## START Record set
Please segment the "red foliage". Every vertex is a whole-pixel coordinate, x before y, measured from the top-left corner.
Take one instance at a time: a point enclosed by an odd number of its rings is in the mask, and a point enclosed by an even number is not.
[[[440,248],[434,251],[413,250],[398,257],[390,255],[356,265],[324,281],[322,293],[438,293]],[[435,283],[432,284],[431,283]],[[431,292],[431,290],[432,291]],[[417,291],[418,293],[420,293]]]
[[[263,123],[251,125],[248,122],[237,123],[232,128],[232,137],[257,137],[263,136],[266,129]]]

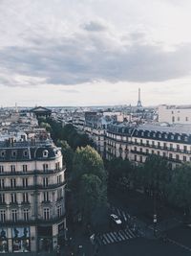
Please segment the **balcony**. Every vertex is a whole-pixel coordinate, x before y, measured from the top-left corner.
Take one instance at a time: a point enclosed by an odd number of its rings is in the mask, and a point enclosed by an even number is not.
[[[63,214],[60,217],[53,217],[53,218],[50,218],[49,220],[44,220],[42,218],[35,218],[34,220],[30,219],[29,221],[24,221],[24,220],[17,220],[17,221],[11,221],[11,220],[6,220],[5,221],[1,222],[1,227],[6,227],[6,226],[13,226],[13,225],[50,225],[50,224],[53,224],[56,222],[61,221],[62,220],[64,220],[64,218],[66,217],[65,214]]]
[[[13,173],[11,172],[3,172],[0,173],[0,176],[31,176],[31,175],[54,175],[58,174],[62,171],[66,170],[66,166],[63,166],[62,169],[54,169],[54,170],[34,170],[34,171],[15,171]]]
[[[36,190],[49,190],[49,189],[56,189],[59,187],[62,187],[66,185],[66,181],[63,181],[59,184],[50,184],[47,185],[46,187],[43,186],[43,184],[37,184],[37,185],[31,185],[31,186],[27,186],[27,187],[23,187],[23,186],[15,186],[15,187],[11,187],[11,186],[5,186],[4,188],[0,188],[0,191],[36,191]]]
## END Record set
## START Record set
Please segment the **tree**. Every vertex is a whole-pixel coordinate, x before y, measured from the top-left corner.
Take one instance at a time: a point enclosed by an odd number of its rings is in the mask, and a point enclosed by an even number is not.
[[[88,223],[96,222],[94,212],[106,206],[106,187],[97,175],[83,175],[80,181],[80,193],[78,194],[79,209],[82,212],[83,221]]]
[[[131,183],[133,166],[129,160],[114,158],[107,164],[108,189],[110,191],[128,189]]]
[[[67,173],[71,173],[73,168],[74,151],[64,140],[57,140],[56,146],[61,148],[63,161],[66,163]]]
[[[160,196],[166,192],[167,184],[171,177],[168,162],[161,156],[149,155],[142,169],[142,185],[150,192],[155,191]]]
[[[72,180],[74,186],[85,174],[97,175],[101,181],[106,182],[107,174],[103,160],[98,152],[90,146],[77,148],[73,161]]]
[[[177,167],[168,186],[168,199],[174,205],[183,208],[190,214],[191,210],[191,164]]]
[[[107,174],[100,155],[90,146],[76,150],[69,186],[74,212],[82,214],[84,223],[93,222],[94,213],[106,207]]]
## END Record set
> _Instructions to follow_:
State how many lines of the data above contain the word "from". Give only the number.

> _Worked answer_:
3